Activity:
If the records below hold pictures, omit them, and print exactly the lines from the first line through the line containing "[[689, 192], [149, 235], [364, 208]]", inclusive.

Data extracts:
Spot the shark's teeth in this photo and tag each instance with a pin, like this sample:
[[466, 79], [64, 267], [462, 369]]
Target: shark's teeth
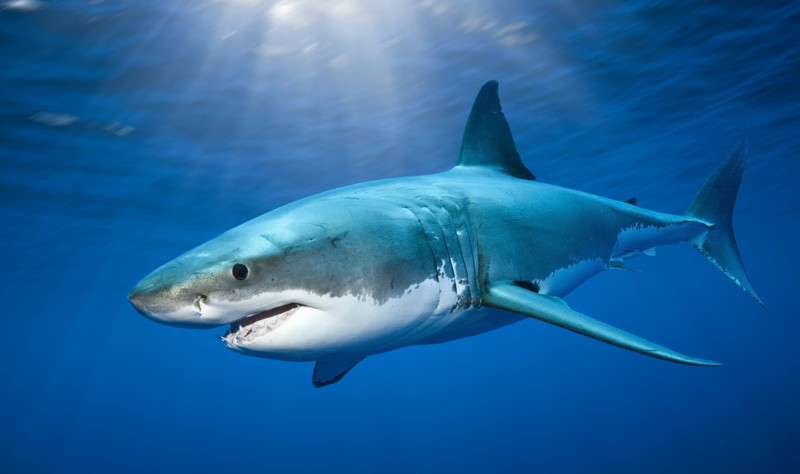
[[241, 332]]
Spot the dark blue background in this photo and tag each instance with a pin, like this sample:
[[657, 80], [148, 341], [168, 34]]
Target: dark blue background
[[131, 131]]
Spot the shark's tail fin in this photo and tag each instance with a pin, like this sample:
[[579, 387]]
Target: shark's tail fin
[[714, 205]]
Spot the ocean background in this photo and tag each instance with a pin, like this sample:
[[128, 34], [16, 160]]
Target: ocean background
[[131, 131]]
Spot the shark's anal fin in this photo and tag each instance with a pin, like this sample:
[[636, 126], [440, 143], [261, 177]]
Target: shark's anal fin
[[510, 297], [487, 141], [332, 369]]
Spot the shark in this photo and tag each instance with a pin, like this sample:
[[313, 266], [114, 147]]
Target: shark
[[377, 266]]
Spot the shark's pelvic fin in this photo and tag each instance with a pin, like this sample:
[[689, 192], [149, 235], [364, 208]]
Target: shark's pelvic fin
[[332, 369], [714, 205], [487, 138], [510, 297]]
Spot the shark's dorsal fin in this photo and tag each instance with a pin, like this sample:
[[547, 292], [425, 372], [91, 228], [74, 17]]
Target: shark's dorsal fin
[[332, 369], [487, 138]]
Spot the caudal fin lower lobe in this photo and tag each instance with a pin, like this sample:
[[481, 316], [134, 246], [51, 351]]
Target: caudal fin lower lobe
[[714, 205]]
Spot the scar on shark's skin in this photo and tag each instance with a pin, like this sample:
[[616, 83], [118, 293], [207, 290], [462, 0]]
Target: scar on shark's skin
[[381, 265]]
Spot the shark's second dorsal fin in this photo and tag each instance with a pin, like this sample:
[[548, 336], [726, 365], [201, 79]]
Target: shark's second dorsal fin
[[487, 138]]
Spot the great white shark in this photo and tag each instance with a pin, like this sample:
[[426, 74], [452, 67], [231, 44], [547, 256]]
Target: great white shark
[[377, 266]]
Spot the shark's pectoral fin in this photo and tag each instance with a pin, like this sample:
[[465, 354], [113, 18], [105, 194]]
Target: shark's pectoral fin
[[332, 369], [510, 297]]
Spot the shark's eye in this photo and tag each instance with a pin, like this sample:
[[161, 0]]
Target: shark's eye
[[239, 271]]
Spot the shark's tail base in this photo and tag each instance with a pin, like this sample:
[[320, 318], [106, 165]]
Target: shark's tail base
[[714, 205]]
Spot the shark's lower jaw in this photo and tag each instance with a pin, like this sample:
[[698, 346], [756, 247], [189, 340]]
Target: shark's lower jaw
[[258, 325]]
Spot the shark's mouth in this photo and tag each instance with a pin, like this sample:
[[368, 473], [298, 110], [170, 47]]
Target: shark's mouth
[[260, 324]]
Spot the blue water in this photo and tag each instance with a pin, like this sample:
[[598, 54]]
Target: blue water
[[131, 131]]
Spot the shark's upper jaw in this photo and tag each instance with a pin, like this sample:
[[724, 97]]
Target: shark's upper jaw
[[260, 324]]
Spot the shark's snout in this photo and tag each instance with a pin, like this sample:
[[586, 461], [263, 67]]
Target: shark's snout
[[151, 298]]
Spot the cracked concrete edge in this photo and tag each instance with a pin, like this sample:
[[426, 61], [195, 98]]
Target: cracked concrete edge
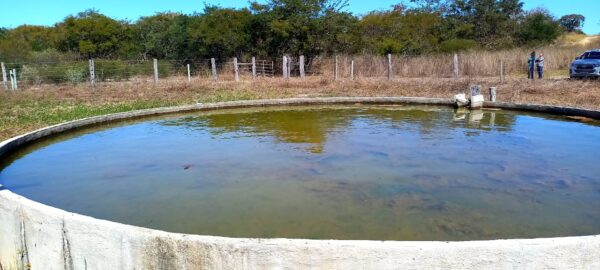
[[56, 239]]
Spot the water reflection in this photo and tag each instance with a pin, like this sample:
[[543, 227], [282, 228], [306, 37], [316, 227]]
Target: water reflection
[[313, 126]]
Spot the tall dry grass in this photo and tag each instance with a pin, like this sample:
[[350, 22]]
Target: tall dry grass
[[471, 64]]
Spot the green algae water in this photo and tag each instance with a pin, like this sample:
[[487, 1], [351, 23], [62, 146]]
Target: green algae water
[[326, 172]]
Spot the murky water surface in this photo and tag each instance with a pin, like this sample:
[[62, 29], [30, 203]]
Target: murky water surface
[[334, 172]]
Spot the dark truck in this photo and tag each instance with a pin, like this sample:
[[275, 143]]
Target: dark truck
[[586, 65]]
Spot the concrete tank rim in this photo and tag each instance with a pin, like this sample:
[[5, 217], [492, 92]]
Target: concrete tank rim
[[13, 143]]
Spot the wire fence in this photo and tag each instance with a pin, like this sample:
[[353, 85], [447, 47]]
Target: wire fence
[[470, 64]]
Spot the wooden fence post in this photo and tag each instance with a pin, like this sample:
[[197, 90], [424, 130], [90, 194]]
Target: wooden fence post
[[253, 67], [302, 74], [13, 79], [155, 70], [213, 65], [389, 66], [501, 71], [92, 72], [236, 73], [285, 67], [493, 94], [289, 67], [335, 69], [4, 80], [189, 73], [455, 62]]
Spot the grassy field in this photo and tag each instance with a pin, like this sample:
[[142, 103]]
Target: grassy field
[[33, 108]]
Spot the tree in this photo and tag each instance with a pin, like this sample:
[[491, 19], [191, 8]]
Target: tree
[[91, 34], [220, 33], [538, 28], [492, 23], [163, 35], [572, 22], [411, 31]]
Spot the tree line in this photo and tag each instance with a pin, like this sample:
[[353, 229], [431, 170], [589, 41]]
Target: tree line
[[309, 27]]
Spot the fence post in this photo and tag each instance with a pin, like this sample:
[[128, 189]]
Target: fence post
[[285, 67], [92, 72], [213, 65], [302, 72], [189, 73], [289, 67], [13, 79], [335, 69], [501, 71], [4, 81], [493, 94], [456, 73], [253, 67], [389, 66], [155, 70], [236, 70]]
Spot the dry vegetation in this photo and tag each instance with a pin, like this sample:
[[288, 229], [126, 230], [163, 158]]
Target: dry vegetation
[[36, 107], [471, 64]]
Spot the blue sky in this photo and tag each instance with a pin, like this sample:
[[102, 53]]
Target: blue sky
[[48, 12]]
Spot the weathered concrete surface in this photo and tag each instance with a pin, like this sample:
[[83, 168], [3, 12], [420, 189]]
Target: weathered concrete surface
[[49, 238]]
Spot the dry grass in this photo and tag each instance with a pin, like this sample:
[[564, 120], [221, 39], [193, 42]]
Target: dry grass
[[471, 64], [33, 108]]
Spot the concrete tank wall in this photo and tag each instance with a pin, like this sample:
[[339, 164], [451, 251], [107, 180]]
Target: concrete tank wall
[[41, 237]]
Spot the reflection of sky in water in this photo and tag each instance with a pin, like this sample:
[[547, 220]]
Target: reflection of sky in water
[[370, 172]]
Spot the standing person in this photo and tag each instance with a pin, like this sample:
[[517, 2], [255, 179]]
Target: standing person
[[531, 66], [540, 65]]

Task response:
Spot the shark's teeth in this photo and tag each instance with a pin, like this sample:
[[466, 79], [64, 267], [462, 369]]
Target: shark's teeth
[[241, 332]]
Spot the dark blue background in this photo and tag each instance with a pin, like this sample:
[[657, 80], [148, 341], [168, 34]]
Target: dark blue background
[[131, 131]]
Spot the shark's tail fin in this photo and tag each instance with a pin, like this sample:
[[579, 387]]
Target: shark's tail fin
[[714, 205]]
Spot the ocean background in this photo and tag each instance with a pin, like this sample:
[[128, 34], [16, 160]]
Target: ocean background
[[131, 131]]
Spot the shark's anal fin in this photo and tag each instance with a pin, like this sample:
[[636, 126], [440, 143], [261, 177]]
Target: shark's anal fin
[[510, 297], [487, 141], [332, 369]]
Spot the shark in this photo and tag each instance with a pin, like this sample:
[[313, 266], [114, 147]]
Target: shark
[[377, 266]]
Spot the shark's pelvic fin in this photo and tag each instance with a pin, like this sample:
[[689, 192], [149, 235], [364, 208]]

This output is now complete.